Con esta información
1/ Según el texto sobre el grafiti, ¿por qué el grafitero pinta en las paredes? Responde en una a tres oraciones.
2/ Prosigue el texto sobre el grafiti a partir de su última oración.

Cada vez que Banksy da uno de sus “saltos” vuelve la polémica. Desde los tiempos más antiguos algo inexplicable lleva al hombre a extrovertir y a plasmar sus pasiones en el muro. Del pintor de Altamira al grafitero actual, pasando por el “Estanislao ama a Pepita” tatuado en la corteza de un árbol.
Ya de niños todos hemos tenido la pulsión de arañar, rayar o manchar paredes. ¿Es el mismo impulso que impele al artista contemporáneo y al grafitero a expresarse con su obra? Probablemente. La necesidad de “explicarse” es consubstancial a la naturaleza humana ¿Podríamos calificar de artistas a nuestros antepasados cavernícolas? Sin duda.
Además no hay que olvidar el aspecto exorcizante de toda práctica artística, o sea: una manera de domesticar y hacer más comprensible, quizá más soportable, la vida cotidiana por medio de imágenes, dibujos y ensoñaciones en la pared o en la cueva. El artista plasma lo que siente y lo que le disgusta. Es lo que le ocurre al grafitero: no le gusta el sistema. Está en contra y lo muestra con lo que tiene a mano, con la práctica más antigua.
El artista plasma lo que siente y lo que le disgusta; es lo que le ocurre al grafitero: no le gusta el sistema
Desde sus inicios, en la marginalidad del River Bronx, el grafiti ha ido evolucionando estética y socialmente. Los grupos de jóvenes vinculados al breakdance, al hip-hop y a la música de los MC5 tenían en sus pintadas la expresión plástica del antisistema. El metro de Nueva York era su Altamira. Y el barrio, la tribu, y el grupo: una cultura de un cierto salvajismo ingenuo.

(Elementos listados en un conjunto de datos)
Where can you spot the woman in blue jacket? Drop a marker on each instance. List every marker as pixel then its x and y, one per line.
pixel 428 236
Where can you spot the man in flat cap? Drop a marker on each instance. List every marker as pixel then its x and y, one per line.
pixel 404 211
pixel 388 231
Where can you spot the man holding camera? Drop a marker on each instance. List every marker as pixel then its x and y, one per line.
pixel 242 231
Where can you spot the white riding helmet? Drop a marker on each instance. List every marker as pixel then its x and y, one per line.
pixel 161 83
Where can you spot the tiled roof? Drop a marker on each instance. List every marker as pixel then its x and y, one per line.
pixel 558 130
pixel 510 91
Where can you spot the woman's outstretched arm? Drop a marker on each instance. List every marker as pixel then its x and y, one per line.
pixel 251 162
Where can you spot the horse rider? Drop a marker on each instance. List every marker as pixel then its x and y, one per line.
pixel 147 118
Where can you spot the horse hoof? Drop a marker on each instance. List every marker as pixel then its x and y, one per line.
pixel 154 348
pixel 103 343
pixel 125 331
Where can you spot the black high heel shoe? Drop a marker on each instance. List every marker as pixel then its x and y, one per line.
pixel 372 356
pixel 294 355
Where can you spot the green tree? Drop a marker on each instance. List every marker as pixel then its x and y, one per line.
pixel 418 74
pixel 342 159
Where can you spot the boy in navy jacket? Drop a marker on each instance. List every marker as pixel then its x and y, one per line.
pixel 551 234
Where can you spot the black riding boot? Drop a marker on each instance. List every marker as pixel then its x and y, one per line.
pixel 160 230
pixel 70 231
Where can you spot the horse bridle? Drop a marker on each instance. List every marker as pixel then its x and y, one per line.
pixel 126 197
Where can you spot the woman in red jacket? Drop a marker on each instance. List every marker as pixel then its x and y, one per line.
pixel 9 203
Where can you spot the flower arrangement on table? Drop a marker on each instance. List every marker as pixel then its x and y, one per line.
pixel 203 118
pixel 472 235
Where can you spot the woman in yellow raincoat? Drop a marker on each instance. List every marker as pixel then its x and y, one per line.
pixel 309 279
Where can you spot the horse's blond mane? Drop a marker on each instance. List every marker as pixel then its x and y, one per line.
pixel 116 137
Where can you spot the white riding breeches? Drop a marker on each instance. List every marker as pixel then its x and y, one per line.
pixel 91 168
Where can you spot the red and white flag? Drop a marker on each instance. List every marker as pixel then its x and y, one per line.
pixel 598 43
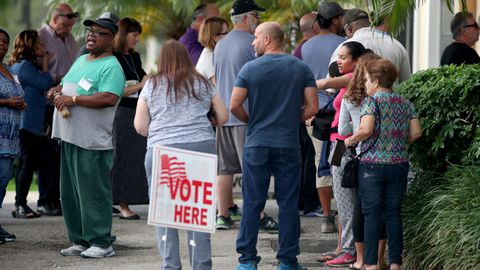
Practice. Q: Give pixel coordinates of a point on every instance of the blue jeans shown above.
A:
(6, 164)
(259, 163)
(201, 256)
(382, 187)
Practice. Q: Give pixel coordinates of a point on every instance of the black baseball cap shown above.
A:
(104, 23)
(330, 10)
(244, 6)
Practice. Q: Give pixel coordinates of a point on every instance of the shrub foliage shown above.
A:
(441, 224)
(447, 101)
(442, 204)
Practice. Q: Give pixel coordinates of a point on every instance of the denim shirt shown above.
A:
(35, 83)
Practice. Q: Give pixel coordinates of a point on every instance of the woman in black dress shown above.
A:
(129, 183)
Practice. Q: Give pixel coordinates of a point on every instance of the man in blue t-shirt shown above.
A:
(276, 85)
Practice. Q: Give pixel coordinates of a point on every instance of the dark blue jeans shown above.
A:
(382, 187)
(259, 163)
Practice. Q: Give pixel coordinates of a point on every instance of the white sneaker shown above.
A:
(74, 250)
(98, 252)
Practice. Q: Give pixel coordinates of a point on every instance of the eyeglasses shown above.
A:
(70, 15)
(95, 33)
(474, 25)
(255, 15)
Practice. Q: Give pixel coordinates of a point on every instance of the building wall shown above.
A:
(431, 31)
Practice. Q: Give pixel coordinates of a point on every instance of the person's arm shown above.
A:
(310, 107)
(98, 100)
(405, 70)
(345, 126)
(30, 75)
(142, 118)
(335, 83)
(239, 95)
(127, 91)
(13, 102)
(414, 130)
(367, 126)
(221, 113)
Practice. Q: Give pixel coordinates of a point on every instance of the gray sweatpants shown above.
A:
(167, 238)
(345, 198)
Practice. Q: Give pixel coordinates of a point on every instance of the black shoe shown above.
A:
(23, 211)
(6, 236)
(49, 210)
(115, 212)
(132, 217)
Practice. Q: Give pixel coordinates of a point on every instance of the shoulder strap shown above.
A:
(379, 128)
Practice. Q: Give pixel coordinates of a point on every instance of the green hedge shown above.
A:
(442, 205)
(447, 101)
(442, 223)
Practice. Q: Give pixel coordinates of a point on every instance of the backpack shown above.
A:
(322, 124)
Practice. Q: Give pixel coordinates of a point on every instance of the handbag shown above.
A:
(351, 161)
(322, 124)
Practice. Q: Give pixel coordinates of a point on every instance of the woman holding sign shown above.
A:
(172, 111)
(128, 184)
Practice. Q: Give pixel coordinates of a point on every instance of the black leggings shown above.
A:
(358, 221)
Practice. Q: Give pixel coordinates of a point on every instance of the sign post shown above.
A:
(183, 190)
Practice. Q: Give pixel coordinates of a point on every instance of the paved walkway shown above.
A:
(40, 240)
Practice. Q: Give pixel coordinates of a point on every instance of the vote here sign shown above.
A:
(183, 190)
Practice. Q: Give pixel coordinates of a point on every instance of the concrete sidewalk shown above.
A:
(39, 242)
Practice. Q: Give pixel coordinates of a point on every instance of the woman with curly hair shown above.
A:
(388, 124)
(11, 106)
(212, 30)
(172, 111)
(128, 177)
(348, 123)
(36, 81)
(348, 56)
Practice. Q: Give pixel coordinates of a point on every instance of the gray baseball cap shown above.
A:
(111, 16)
(353, 15)
(104, 23)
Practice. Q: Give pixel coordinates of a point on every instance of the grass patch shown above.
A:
(441, 223)
(11, 184)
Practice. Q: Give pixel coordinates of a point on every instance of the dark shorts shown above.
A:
(230, 142)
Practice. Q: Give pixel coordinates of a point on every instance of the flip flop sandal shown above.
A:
(351, 266)
(326, 256)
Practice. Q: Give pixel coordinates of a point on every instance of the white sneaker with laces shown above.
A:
(98, 252)
(74, 250)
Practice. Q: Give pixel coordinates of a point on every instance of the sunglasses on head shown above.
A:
(70, 15)
(474, 25)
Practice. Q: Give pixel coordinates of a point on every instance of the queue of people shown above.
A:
(108, 111)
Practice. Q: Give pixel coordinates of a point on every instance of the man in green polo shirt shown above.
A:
(91, 91)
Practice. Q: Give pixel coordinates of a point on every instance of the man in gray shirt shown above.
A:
(231, 53)
(316, 53)
(60, 43)
(357, 27)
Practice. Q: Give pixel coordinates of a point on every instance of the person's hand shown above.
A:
(45, 60)
(57, 90)
(349, 143)
(321, 83)
(63, 101)
(145, 79)
(16, 103)
(308, 122)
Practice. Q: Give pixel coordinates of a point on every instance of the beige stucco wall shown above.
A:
(429, 28)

Tus respuestas escritas
1/ Porque no le gusta el sistema. Está en contra y lo muestra con lo que tiene a mano, con la práctica más antigua, igual que el artista plasma lo que siente y lo que le disgusta.

2/
Por supuesto nada que ver con esa horrible epidemia actual de invadir, embrutecer y mancillar el espacio urbano, con la práctica del tag, una firma repetida infinitamente que mancha coches privados, públicos, negocios humildes y todo lo que sea susceptible de ser atacado por el ego tribal psicópata de bandas callejeras sin ideología ni ética. Ni estética. Nada que ver con la cultura del Bronx en la que se hablaban más de 75 lenguas en un ambiente rapero, marginal y pobre pero creativo. Y nada que ver, claro, con la poética de Banksy ni con el grafiti como práctica y vehículo de expresión artística, urbana. La diferencia es evidente.
Pero, siempre nos quedará Estanislao, que sigue amando a Pepita desde la corteza de un árbol.